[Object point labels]
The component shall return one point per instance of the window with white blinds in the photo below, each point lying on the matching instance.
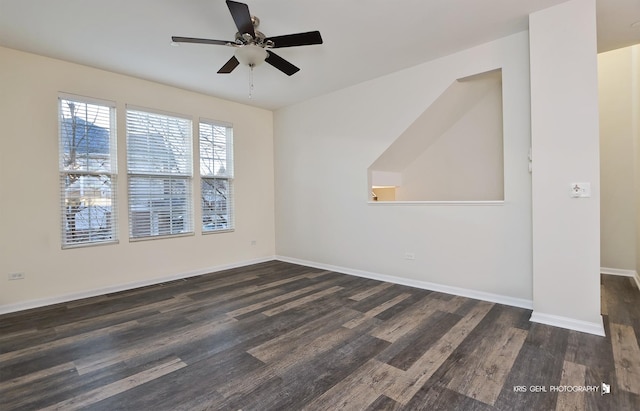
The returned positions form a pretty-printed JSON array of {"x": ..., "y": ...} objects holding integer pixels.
[
  {"x": 87, "y": 163},
  {"x": 159, "y": 166},
  {"x": 216, "y": 176}
]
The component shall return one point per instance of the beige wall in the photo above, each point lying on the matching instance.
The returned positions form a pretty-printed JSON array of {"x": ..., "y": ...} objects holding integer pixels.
[
  {"x": 619, "y": 94},
  {"x": 29, "y": 185}
]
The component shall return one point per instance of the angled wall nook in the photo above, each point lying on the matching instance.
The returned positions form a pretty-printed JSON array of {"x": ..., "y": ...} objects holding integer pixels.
[{"x": 452, "y": 152}]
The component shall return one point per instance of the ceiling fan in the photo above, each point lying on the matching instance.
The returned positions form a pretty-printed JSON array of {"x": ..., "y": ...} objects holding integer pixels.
[{"x": 252, "y": 46}]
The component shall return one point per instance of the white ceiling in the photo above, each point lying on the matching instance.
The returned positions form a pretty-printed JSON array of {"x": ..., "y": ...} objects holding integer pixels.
[{"x": 363, "y": 39}]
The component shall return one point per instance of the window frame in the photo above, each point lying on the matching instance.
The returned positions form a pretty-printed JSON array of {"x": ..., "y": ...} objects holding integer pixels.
[
  {"x": 212, "y": 176},
  {"x": 160, "y": 226},
  {"x": 111, "y": 217}
]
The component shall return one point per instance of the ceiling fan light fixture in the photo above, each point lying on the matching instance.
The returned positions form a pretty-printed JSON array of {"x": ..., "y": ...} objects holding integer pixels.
[{"x": 251, "y": 55}]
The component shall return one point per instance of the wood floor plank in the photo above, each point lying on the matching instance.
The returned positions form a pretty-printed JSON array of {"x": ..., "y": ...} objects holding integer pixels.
[
  {"x": 487, "y": 376},
  {"x": 403, "y": 389},
  {"x": 404, "y": 322},
  {"x": 301, "y": 301},
  {"x": 371, "y": 291},
  {"x": 112, "y": 389},
  {"x": 377, "y": 310}
]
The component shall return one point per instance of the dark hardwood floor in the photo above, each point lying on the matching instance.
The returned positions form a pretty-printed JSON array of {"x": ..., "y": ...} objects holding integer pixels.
[{"x": 278, "y": 336}]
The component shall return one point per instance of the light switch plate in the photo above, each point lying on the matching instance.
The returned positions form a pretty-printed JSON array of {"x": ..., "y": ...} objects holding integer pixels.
[{"x": 580, "y": 190}]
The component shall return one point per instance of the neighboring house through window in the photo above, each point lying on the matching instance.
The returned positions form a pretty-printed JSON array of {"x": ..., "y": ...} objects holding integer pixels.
[
  {"x": 87, "y": 163},
  {"x": 159, "y": 166},
  {"x": 216, "y": 172}
]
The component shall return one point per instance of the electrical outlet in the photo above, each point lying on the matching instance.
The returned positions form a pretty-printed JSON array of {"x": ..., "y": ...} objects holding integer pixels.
[{"x": 16, "y": 276}]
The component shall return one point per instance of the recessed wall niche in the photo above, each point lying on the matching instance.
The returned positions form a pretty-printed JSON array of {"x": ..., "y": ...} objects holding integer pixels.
[{"x": 452, "y": 152}]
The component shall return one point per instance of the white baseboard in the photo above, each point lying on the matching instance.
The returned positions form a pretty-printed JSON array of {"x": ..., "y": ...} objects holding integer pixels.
[
  {"x": 463, "y": 292},
  {"x": 623, "y": 273},
  {"x": 596, "y": 328},
  {"x": 26, "y": 305}
]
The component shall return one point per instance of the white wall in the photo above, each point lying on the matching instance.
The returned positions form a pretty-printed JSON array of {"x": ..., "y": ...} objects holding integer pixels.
[
  {"x": 619, "y": 112},
  {"x": 463, "y": 164},
  {"x": 29, "y": 185},
  {"x": 564, "y": 126},
  {"x": 324, "y": 146}
]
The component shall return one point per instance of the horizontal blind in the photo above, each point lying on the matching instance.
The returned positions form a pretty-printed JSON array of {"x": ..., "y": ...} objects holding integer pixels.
[
  {"x": 216, "y": 176},
  {"x": 87, "y": 163},
  {"x": 159, "y": 163}
]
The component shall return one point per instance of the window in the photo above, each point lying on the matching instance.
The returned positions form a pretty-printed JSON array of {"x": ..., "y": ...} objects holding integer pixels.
[
  {"x": 216, "y": 172},
  {"x": 87, "y": 171},
  {"x": 159, "y": 162}
]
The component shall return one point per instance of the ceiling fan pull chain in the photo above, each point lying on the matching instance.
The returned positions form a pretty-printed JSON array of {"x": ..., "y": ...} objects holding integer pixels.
[{"x": 250, "y": 81}]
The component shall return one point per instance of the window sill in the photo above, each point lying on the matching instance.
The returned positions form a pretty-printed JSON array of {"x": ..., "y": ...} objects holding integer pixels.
[{"x": 438, "y": 203}]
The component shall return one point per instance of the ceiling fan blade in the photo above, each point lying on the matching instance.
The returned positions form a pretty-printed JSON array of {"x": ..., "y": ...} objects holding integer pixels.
[
  {"x": 281, "y": 64},
  {"x": 229, "y": 66},
  {"x": 242, "y": 17},
  {"x": 298, "y": 39},
  {"x": 177, "y": 39}
]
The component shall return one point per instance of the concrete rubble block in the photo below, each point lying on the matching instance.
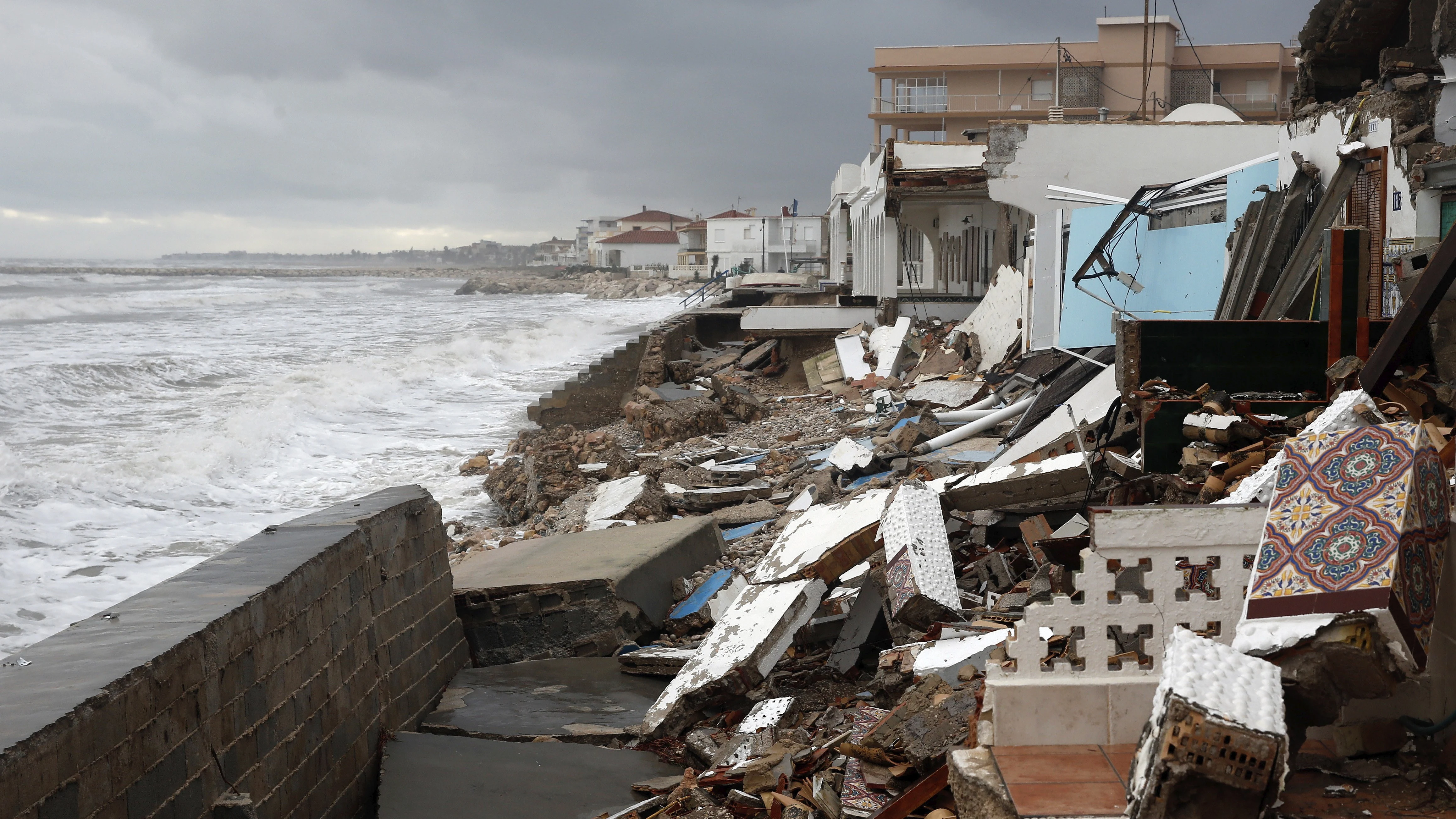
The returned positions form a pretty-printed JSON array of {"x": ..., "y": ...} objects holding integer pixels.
[
  {"x": 851, "y": 351},
  {"x": 1216, "y": 735},
  {"x": 573, "y": 700},
  {"x": 739, "y": 401},
  {"x": 746, "y": 514},
  {"x": 676, "y": 421},
  {"x": 849, "y": 454},
  {"x": 978, "y": 786},
  {"x": 577, "y": 594},
  {"x": 864, "y": 613},
  {"x": 887, "y": 345},
  {"x": 634, "y": 497},
  {"x": 919, "y": 574},
  {"x": 739, "y": 654},
  {"x": 659, "y": 661},
  {"x": 1149, "y": 569},
  {"x": 1359, "y": 523},
  {"x": 426, "y": 774},
  {"x": 707, "y": 603},
  {"x": 1065, "y": 476},
  {"x": 826, "y": 540}
]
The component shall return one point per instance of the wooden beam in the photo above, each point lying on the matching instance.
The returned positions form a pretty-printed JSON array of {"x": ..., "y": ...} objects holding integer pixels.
[{"x": 1411, "y": 319}]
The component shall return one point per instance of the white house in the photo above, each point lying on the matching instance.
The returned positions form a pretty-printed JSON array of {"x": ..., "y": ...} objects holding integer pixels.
[
  {"x": 765, "y": 244},
  {"x": 648, "y": 248}
]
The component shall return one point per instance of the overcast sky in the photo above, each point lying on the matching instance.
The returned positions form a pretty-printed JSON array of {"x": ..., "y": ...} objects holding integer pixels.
[{"x": 136, "y": 129}]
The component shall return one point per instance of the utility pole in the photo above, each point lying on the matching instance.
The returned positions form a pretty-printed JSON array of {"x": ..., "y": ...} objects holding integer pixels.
[
  {"x": 1056, "y": 85},
  {"x": 1142, "y": 104}
]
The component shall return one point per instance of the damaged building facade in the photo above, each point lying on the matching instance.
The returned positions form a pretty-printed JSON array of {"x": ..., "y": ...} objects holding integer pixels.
[{"x": 1103, "y": 469}]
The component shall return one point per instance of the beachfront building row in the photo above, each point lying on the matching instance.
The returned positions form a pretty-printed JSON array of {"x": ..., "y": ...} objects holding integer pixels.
[{"x": 1135, "y": 69}]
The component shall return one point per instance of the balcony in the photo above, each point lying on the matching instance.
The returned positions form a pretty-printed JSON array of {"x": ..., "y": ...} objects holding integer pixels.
[{"x": 957, "y": 104}]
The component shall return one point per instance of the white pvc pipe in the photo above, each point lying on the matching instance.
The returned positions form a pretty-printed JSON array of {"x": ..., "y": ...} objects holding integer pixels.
[
  {"x": 980, "y": 425},
  {"x": 979, "y": 410},
  {"x": 964, "y": 415}
]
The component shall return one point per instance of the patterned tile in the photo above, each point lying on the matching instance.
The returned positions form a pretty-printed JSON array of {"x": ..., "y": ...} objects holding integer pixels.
[
  {"x": 1359, "y": 521},
  {"x": 857, "y": 799}
]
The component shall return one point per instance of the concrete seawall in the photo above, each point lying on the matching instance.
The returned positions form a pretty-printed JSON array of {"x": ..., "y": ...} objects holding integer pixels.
[{"x": 273, "y": 670}]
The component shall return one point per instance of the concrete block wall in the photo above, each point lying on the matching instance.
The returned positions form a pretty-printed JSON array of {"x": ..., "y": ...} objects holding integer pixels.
[{"x": 274, "y": 668}]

• **Written task**:
Would you give again, word for word, every line from the one with "The component shall return one point per instance of the damaged" through the final line of the listing above?

• **Exercise solution**:
The component shall return one point per instance of the damaged building facade in the photo above, each point lying on the matching instance.
The returned positions form a pretty-printed JSON array of {"x": ..., "y": ...} objects holding integer pixels.
[{"x": 1103, "y": 469}]
The component shall return one point per instance of the beachfront building row in the photo above, each point lying on the matching instance.
The returned positions form a pretty-printed JSON array of {"x": ..., "y": ...} objects holding integer pixels.
[{"x": 1135, "y": 69}]
The component shall return one point per instance of the balcony in the photo above, each point lying on the matching instance.
The returned positions form a pretty-printed JSON array of {"x": ..., "y": ...} objects holding integer pixels.
[{"x": 957, "y": 104}]
The component shall return one point per instance of the white pvc pipe in the photo above, each point lying on the matching instance.
The returned positions form a pretty-printed JSON array of {"x": ..., "y": ...} objects holding integer pixels.
[
  {"x": 980, "y": 425},
  {"x": 979, "y": 410},
  {"x": 964, "y": 415}
]
The component shall return one point per instance of the patterned tile in the photo above, each point lying on the matching instance.
The returned positions form a pretty-printed JSON array of {"x": ..., "y": ...} objects holding integer pixels.
[
  {"x": 1359, "y": 521},
  {"x": 857, "y": 799}
]
The component shall return one point per instance of the concrete seawall in the photo above, each point lying on the matching instance.
The returned positions form a pretty-printed JSON array of {"x": ..., "y": ...} objects holding integer pixels.
[{"x": 273, "y": 670}]
The component shall return one point per instance of the concrete block wall in the photo above, each point lying on the matching instance.
The returned positions form a pretty-printed JSON array of {"x": ..., "y": ...} objects holding integer pixels.
[{"x": 274, "y": 668}]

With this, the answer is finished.